Tarefa solicitada: Continue o relato sobre a inclusão escolar de pessoas com deficiência, começando logo depois da última frase apresentada.

Trecho para leitura:
▼▼▼

Dessa entidade eu não quero falar mais, me irrita profunda ver gente que ainda duvida da nossa palavra, pessoas que sofreram cirurgias e em alguns casos, houve até piora, são tidas como mentirosas. Mas, com um povo que acredita em tudo que vê na internet, quem dirá acreditar tudo que vê na televisão com bravatas sem sentido? Isso é o pensamento dominante positivista que a ciência cura tudo, como na idade média, a igreja e seus milagres eram a grande curadora. Há explicações cientificas para os milagres como, há explicações cientificas para erros médicos, erros de conduta, até mesmo, falta de ética. A ciência não é nada, foi feita por humanos, não vai nos curar e não vai fazer nada por enquanto. Temos que aceitar essa realidade, estamos numa cadeira de rodas, acostuma-se, mas também, não ame sua cadeira de rodas mais do que sua mãe.

Ainda teve soluções paliativas dentro do poder público. Para ter uma ideia, nas minhas observações, o poder público é um grande fracassado em incluir pessoas com deficiência nas escolas. Por que? Primeiro, não há transporte de verdade, somente poucos ônibus adaptados, poucas vans acessíveis, ainda uma legislação que só “quebra um galho”. Lá nos anos 90 – porque estudei até a 4º serie na tal entidade nas suas classes especiais – minha mãe optou por me colocar em uma oficina abrigada de trabalho (que eu brincava que era: “Oficina Obrigada de Trabalho”, porque não podíamos nada), porque não tinha aonde eu terminar meus estudos. Então, foi 8 anos de 4º serie, muitos livros lidos, mas ninguém para conversar de verdade sobre do que eu lia. Eu “poderia confundir” os que ali estavam, eu era um rapaz sozinho moralmente. Minha mãe, no fundo, sentia uma dor imensa de achar seu filho uma pessoa capaz, mas não ter o mínimo para se educar. Ela fez o que pôde para ela mesma, incentivar essa capacidade e arranjava livros, meus irmãos levavam livros para casa e muitos colegas me emprestavam. Quando eu entrei no supletivo aos 26 anos em 2002, muitos dos professores perguntavam: “O que eu estava fazendo ali? ”, porque eu levava meus livros de filosofia (Os Pensadores que vieram com a Folha de 1998 e que tenho até hoje, a 19 anos). Quando ingressei na universidade – que não terminei por causa que a UNIP não me deu bolsa de estudo nem oferecendo de eu trabalhar lá, para o Vampeta eles deram – em 2006 que foi uma luta, porque o ATENDE só queria liberar o carro depois de 15 dias após o começo do curso. Ora, como poderíamos ou podemos começar a estudar, após 15 dias do começo do curso? Como poderíamos acompanhar um curso desse jeito? E pensam que melhorou? Nada. Hoje em dia você tem que mandar dois meses antes, tem que consultar o vidente para saber se você vai estudar, se você vai trabalhar e etc. minha mãe chorou no telefone, pediu, implorou, mandei para a secretaria das pessoas com deficiência municipal (na época a dep Mara Gabrilli), mas nada se pode fazer.

▲▲▲

Dados de localização de objetos por linguagem natural
▼▼▼

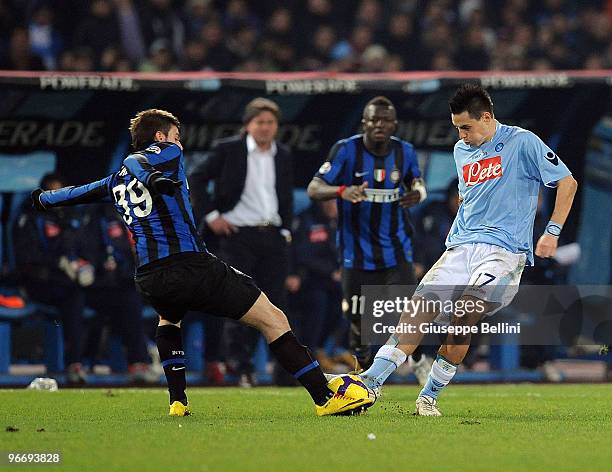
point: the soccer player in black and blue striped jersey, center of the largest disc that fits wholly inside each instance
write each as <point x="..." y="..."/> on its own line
<point x="175" y="273"/>
<point x="373" y="176"/>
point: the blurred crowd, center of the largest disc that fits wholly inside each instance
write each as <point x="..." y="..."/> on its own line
<point x="304" y="35"/>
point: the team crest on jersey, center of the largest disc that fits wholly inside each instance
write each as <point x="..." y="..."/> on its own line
<point x="325" y="168"/>
<point x="480" y="171"/>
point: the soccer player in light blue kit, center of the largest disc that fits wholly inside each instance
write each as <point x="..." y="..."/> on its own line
<point x="500" y="169"/>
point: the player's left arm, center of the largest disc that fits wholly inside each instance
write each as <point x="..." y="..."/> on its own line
<point x="545" y="165"/>
<point x="73" y="195"/>
<point x="413" y="182"/>
<point x="547" y="244"/>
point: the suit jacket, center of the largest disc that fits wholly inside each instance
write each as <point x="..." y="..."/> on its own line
<point x="226" y="165"/>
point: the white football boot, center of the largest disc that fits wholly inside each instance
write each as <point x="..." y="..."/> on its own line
<point x="426" y="406"/>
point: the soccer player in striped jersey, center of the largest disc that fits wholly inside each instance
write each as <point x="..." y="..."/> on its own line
<point x="500" y="169"/>
<point x="374" y="176"/>
<point x="175" y="273"/>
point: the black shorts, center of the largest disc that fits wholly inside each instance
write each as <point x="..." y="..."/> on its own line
<point x="195" y="281"/>
<point x="353" y="279"/>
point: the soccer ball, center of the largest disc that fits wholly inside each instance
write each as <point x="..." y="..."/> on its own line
<point x="349" y="385"/>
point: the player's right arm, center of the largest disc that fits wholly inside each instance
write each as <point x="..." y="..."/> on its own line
<point x="73" y="195"/>
<point x="328" y="182"/>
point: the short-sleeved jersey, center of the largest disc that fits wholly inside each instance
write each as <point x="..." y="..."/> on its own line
<point x="161" y="225"/>
<point x="499" y="183"/>
<point x="373" y="234"/>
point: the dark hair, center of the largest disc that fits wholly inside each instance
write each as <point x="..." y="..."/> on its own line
<point x="148" y="122"/>
<point x="379" y="101"/>
<point x="48" y="178"/>
<point x="472" y="98"/>
<point x="257" y="106"/>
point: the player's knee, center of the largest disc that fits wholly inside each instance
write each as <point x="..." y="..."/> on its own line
<point x="266" y="317"/>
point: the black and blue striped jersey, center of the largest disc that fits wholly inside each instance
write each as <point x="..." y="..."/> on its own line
<point x="373" y="234"/>
<point x="161" y="225"/>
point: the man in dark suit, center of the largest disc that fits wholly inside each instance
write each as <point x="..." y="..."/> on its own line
<point x="250" y="211"/>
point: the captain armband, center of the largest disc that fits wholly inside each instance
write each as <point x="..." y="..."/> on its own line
<point x="419" y="186"/>
<point x="554" y="229"/>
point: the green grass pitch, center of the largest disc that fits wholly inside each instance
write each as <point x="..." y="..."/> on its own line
<point x="485" y="427"/>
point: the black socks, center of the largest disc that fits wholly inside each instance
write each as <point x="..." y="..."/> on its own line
<point x="170" y="346"/>
<point x="296" y="359"/>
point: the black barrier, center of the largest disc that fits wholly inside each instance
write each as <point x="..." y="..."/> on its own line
<point x="83" y="118"/>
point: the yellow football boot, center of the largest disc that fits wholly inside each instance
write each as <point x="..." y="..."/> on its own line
<point x="351" y="397"/>
<point x="178" y="409"/>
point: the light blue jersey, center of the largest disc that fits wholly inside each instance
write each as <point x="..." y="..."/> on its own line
<point x="499" y="183"/>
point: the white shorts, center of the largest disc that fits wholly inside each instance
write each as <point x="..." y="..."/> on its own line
<point x="484" y="271"/>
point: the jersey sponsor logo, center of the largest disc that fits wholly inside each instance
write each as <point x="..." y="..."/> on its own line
<point x="481" y="171"/>
<point x="395" y="176"/>
<point x="379" y="175"/>
<point x="376" y="195"/>
<point x="552" y="158"/>
<point x="325" y="168"/>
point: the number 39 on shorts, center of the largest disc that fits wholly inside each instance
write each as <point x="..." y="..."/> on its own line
<point x="134" y="195"/>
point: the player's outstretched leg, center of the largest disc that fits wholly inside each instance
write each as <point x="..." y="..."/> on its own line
<point x="329" y="398"/>
<point x="450" y="355"/>
<point x="170" y="346"/>
<point x="390" y="356"/>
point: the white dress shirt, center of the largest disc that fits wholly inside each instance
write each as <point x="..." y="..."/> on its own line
<point x="258" y="203"/>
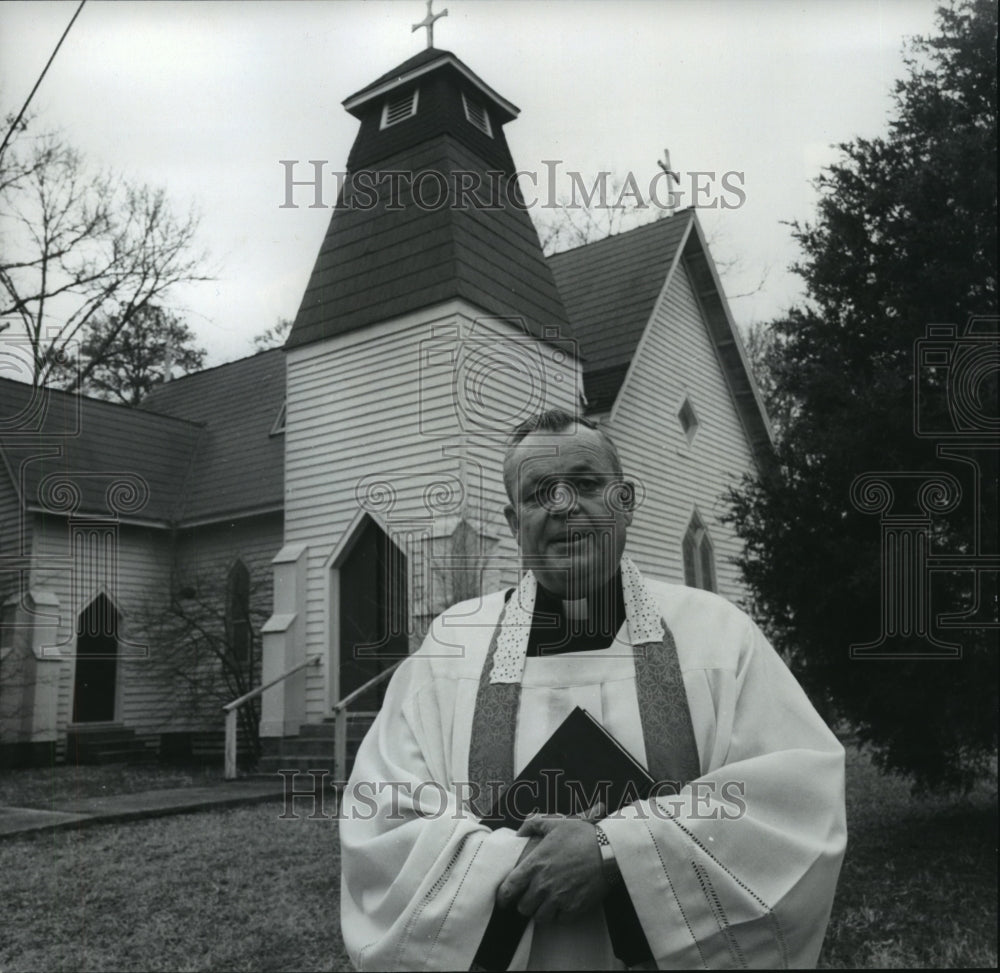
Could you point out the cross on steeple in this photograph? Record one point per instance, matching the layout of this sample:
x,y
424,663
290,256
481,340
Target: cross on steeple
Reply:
x,y
428,22
673,178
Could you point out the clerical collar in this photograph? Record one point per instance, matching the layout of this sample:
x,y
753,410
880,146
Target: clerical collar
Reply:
x,y
559,626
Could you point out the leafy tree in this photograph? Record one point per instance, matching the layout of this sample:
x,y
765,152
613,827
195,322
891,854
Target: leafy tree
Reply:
x,y
79,248
905,237
128,362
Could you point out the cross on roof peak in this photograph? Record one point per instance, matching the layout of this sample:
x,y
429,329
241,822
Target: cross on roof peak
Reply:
x,y
428,22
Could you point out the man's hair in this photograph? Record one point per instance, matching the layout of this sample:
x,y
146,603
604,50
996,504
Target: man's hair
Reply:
x,y
552,420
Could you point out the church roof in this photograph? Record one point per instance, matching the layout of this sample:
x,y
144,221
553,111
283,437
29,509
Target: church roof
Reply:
x,y
429,59
610,288
91,444
202,444
238,465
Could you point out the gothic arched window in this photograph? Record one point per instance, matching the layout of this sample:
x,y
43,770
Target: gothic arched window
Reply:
x,y
238,630
699,558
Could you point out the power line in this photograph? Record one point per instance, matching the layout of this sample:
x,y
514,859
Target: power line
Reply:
x,y
48,64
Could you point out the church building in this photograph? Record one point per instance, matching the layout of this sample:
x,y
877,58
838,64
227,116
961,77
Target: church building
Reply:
x,y
334,495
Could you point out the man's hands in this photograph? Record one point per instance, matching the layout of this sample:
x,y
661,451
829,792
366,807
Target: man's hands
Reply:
x,y
560,871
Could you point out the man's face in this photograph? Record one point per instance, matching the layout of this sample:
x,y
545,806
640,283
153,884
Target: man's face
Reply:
x,y
569,511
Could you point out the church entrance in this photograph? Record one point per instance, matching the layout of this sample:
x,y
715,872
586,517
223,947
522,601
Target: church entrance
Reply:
x,y
96,662
373,613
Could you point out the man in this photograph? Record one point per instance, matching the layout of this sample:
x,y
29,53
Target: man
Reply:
x,y
737,869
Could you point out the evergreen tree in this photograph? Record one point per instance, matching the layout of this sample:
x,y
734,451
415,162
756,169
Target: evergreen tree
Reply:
x,y
905,237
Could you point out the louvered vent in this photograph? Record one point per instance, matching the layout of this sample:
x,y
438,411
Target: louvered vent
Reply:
x,y
476,114
399,107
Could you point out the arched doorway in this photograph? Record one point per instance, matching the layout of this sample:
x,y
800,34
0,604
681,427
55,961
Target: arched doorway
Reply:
x,y
96,676
373,612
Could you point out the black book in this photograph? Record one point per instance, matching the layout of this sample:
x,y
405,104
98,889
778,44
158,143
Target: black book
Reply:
x,y
580,765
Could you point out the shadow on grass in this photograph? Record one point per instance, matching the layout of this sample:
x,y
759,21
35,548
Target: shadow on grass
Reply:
x,y
918,887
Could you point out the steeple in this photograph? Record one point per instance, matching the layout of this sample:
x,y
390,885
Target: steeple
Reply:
x,y
429,211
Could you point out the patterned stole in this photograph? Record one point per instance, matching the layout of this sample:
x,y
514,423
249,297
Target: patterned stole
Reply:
x,y
667,732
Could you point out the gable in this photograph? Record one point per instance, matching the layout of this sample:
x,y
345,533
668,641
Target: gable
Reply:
x,y
609,289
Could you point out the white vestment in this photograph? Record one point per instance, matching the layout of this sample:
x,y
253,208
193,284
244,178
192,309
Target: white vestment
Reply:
x,y
738,870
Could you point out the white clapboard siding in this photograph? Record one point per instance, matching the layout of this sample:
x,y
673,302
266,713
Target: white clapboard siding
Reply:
x,y
676,358
11,533
377,408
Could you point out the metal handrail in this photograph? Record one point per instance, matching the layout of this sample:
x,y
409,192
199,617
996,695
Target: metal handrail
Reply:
x,y
232,708
340,721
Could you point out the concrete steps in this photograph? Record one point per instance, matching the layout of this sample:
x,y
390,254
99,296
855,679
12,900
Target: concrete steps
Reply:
x,y
314,747
105,743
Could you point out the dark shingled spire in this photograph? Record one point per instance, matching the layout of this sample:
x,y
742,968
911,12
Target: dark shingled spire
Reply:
x,y
429,211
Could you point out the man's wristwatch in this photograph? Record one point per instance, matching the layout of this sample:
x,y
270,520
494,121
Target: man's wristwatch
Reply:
x,y
608,862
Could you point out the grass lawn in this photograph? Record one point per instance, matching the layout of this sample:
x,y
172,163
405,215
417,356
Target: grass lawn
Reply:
x,y
43,786
245,890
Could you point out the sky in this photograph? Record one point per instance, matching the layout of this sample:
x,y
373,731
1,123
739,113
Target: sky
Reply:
x,y
206,99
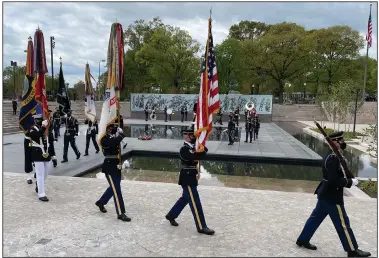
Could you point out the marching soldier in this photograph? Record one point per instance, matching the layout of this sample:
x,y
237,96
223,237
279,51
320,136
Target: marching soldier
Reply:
x,y
236,115
110,144
256,125
219,117
92,131
330,202
231,128
72,130
57,123
182,113
39,154
249,128
51,140
188,179
146,112
185,112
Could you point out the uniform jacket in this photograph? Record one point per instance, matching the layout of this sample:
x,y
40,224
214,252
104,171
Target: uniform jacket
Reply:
x,y
111,145
56,118
92,129
72,125
256,122
189,158
331,187
37,134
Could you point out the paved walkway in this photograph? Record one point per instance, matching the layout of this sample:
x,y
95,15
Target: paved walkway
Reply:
x,y
273,145
247,222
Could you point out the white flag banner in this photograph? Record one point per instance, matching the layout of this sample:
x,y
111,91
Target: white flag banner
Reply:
x,y
108,112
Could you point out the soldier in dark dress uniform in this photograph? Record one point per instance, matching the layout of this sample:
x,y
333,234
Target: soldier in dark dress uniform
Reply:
x,y
256,125
51,140
188,179
72,130
110,144
249,128
57,123
39,154
330,202
236,115
182,113
92,131
185,112
146,112
219,117
165,113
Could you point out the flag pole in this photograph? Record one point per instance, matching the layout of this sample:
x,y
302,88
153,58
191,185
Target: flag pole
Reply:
x,y
366,62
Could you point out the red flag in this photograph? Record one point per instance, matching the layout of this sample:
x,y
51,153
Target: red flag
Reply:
x,y
209,100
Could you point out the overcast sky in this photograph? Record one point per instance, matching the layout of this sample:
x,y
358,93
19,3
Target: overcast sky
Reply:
x,y
81,30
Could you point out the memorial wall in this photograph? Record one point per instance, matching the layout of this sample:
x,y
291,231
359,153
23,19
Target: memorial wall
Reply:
x,y
263,103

▲▲▲

Resposta do exercício:
Hoje em dia eu tenho três diplomas – publicidade, técnico de informática e filosofia – graças ao meu próprio mérito, ficar falando, exigindo uma melhor relação entre eu e o poder público. Minha mãe faleceu de câncer aos 59 anos no dia 11 de novembro de 2012, não viu o meu TCC de informática onde fez a matricula e acreditou em mim e acreditou na minha noiva, também. Não viu meu diploma de filosofia tao sonhado por mim, não viu minhas outras conquistas, mas sei que sempre acreditou na minha capacidade de embrenhar-se na área do conhecimento. Hoje eu sou um intelectual – sou mesmo, nerd de carteirinha do star wars – graças ao empenho dessa mulher que além de acreditar em mim, acreditava na capacidade de muitos e gostava de todos que estavam no meu convívio. Se decepcionou com muitos amigos meus, achava que todos eram iguais a mim e a minha noiva, tinha ética de não atacar o próprio amigo, se enganou. Mas, nunca deixou eu ter rancor deles, sempre perdoar, assim, são muitas mães que lutaram e lutam por um futuro melhor com seus filhos com deficiência.


A elas, meus respeito e minha admiração!